EXERCISE AIM: Return each entry word for word, without its pictures.
━━━━━ RECORDS FOR THE TASK ━━━━━
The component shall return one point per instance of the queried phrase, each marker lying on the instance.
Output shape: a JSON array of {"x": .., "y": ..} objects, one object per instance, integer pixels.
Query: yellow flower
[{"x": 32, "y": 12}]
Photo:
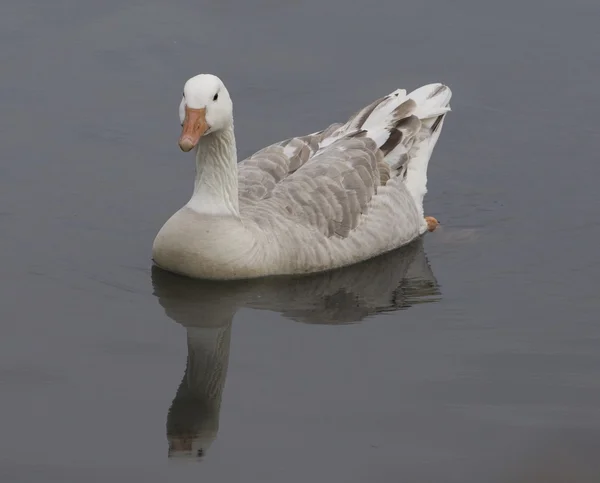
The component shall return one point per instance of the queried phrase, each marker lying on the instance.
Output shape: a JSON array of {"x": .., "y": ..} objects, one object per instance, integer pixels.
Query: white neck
[{"x": 216, "y": 184}]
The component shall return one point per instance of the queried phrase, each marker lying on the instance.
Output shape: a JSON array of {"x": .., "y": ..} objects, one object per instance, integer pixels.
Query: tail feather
[{"x": 405, "y": 127}]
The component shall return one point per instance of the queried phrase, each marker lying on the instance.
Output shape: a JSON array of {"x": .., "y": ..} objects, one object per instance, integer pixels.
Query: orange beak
[{"x": 194, "y": 127}]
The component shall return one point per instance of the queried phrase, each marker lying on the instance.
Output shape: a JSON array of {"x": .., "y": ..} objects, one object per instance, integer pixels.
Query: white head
[{"x": 205, "y": 108}]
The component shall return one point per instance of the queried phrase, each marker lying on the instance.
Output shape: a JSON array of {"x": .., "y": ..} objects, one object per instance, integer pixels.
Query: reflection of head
[
  {"x": 193, "y": 419},
  {"x": 394, "y": 281}
]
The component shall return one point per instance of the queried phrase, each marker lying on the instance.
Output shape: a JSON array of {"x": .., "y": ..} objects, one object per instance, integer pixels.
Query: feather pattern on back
[
  {"x": 306, "y": 204},
  {"x": 327, "y": 180}
]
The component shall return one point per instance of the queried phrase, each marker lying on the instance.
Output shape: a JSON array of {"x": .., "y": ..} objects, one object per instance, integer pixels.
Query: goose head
[{"x": 205, "y": 108}]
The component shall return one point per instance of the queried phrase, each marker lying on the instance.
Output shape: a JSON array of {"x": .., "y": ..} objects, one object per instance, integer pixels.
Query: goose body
[{"x": 307, "y": 204}]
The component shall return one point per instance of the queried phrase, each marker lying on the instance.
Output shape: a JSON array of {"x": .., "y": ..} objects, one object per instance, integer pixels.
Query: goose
[
  {"x": 394, "y": 281},
  {"x": 307, "y": 204}
]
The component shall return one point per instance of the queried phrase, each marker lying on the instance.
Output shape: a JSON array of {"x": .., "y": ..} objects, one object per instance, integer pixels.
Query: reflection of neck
[
  {"x": 193, "y": 418},
  {"x": 216, "y": 184}
]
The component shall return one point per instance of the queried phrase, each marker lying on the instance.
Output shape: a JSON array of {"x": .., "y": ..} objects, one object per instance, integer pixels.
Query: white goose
[{"x": 306, "y": 204}]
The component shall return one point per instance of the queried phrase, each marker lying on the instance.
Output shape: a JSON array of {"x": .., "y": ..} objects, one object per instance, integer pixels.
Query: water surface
[{"x": 470, "y": 356}]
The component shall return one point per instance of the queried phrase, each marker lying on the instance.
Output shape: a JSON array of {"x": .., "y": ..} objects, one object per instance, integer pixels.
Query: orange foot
[{"x": 432, "y": 223}]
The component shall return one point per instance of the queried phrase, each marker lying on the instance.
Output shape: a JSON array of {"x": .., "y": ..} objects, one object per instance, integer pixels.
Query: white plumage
[{"x": 306, "y": 204}]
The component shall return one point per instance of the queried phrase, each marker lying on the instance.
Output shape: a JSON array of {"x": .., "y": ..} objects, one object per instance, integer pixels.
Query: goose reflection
[{"x": 394, "y": 281}]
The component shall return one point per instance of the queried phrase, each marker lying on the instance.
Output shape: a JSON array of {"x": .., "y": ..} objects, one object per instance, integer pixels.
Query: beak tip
[{"x": 186, "y": 145}]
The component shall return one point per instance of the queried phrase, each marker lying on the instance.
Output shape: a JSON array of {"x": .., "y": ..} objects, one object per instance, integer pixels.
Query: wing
[{"x": 327, "y": 180}]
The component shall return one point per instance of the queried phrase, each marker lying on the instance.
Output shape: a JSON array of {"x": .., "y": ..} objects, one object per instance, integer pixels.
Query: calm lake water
[{"x": 470, "y": 356}]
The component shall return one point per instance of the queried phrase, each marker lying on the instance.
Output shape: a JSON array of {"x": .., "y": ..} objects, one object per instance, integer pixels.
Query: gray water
[{"x": 471, "y": 356}]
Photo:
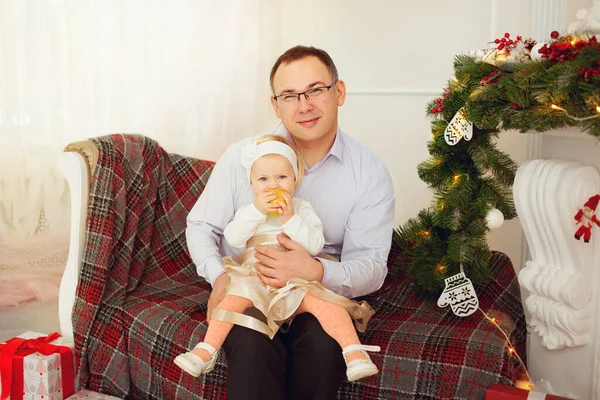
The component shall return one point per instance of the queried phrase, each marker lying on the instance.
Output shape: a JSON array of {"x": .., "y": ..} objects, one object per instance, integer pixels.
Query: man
[{"x": 351, "y": 191}]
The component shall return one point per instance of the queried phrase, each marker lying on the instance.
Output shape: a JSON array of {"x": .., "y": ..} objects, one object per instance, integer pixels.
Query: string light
[
  {"x": 555, "y": 107},
  {"x": 510, "y": 348}
]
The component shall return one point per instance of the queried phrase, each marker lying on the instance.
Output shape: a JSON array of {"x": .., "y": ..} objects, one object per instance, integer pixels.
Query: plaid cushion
[{"x": 140, "y": 301}]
━━━━━
TASK RESPONSE:
The component shall return one point per instance of the queried phrase, each marker lying on the instance.
Output shape: a JSON array of {"x": .., "y": ..} objects, one object per instance, integer pixels.
Query: yellow flower
[{"x": 32, "y": 12}]
Photo:
The component shall return one point per instance of the queried phrase, each marker lying on the instance.
Output shape: a JSON array of {"x": .., "y": ..} objects, one object per instance, integer pixels.
Query: white neck
[{"x": 216, "y": 184}]
The component shall return one point per instance of the queried phrase, each marker lying on the instance.
Output shape: a JSON array of {"x": .., "y": ..} objects, one object per instance, integer pixels.
Query: tail feather
[{"x": 405, "y": 127}]
The component shall return one point per instance of the queried phrase, each marker lying on the instance.
Output shape: a JSON array of {"x": .., "y": ..} objects, one object per instance, integer pixels.
Query: orange beak
[{"x": 194, "y": 127}]
The component shall return one point per instance of the queried phrase, each marker lying on the instance.
Output shape: a JSON array of {"x": .., "y": ..} objects, one object per instance, integer pixels.
Query: white head
[{"x": 205, "y": 108}]
The component shall return one point per instance of the queried phrase, each marker lying on the instance.
Output shape: a JSON array of {"x": .., "y": ..} objects, one object per instance, integer pixels.
Query: reflection of head
[
  {"x": 193, "y": 419},
  {"x": 394, "y": 281}
]
The component shall return one point per instance of the queried phrase, each marker lying on the instance.
Output shape: a JSON array of {"x": .., "y": ..} objects, one object per instance, integer pixels.
Query: feather pattern on back
[
  {"x": 306, "y": 204},
  {"x": 327, "y": 180}
]
The component shall return one point per instance of the queried phrase, each marker lying on the instance.
Output shape: a JSON array of {"x": .., "y": ..} objects, one object per instance, integer pixels.
Query: goose head
[{"x": 205, "y": 108}]
The component shall return one point per instance of the queried phrase, each marker lying on the instance.
Output shape: a JSON array of {"x": .., "y": ..} objects, one object per instance, integer pixels.
Query: goose body
[{"x": 307, "y": 204}]
The component shall return one point per instance of the queried phrase, each marker lying on the instance.
Output shape: a JSON array of {"x": .., "y": ..} objects, one object per instance, integer pixels.
Query: goose
[
  {"x": 394, "y": 281},
  {"x": 307, "y": 204}
]
The component shall return one point per instance of the queried phrase, each marker lying on the instance.
Output shape: a JSON array of {"x": .., "y": ..} objects, one object per instance, integer pixels.
Query: reflection of neck
[
  {"x": 193, "y": 418},
  {"x": 216, "y": 184}
]
The component shall return one point per instance of the queried phrase, each marker lying on the instance.
Output shape: a JSON array of {"x": .., "y": ..} objects, one object per instance, integer pixels.
Query: white goose
[{"x": 306, "y": 204}]
The component shall return one point per instance of the queried phrase, each marker lying on the instance.
Output shape: a JSON array of {"x": .., "y": ..} objects, one object per instance, integer pixels.
Query: water surface
[{"x": 470, "y": 356}]
The component shall return one point per instance of the queried phrase, each marker lying on the instance.
Output shape: a JSON array of {"x": .., "y": ..} objects, one object per instance, integer pixels.
Query: orange foot
[{"x": 432, "y": 223}]
The component shall return one point per instance of the queried phrase, each marker lying on the instance.
Output shape: a JSON array of {"x": .., "y": ..} objects, one object per instance, integer pixels.
Query: white plumage
[{"x": 306, "y": 204}]
The component shall return one point per instance of the queried phrase, each marker lying on the instance.
Output shape: a JSON array of {"x": .., "y": ..} objects, one object per instance, integer pixels.
Query: goose reflection
[{"x": 394, "y": 281}]
The component shall return one point per instance of the queried phrase, each marker lying on the instance.
Output shape: a JSON array of {"x": .., "y": ..} objects, one object per instance, integer pixels.
Query: beak tip
[{"x": 186, "y": 145}]
The component shall return one point per instance of the queried phrase, each marker lying on the instance.
Output shape: a JSON array of {"x": .., "y": ..} objects, one object per instance, integer pixels.
Query: wing
[{"x": 327, "y": 180}]
The component shall return one point per instance of the queried phrase, each marker lying on the instance.
Output shape: a JSON array of {"x": .., "y": ..} objects, one object per instance, integer pixels.
Query: calm lake water
[{"x": 470, "y": 356}]
The component shall return one point per instance of the queried phrase, each marker lying on the instance.
Output shape: a JSON array of {"x": .., "y": ..} objects, one object per instance, integer pixels.
Query: gray water
[{"x": 471, "y": 356}]
Photo:
The component shall return one point per instance of the queried phrase, each marker lying on the instance.
Output shape: a JSON array of {"x": .., "y": ..} objects, one object per instance, integer pixels.
Query: man
[{"x": 351, "y": 191}]
The component shall return one point per instance of the queried phrase, each marker lying on the instance.
Output shape: a JSON array of {"x": .., "y": ..} objects, one object per instance, integer pixels.
Query: string light
[
  {"x": 555, "y": 107},
  {"x": 510, "y": 348}
]
The component shall return one point per instance of the queried phrase, each marker lying on the instance.
Output shape: a JSON array of {"x": .., "y": ..} objects, one object per instance, integer pixels.
Query: plaid cushion
[{"x": 140, "y": 301}]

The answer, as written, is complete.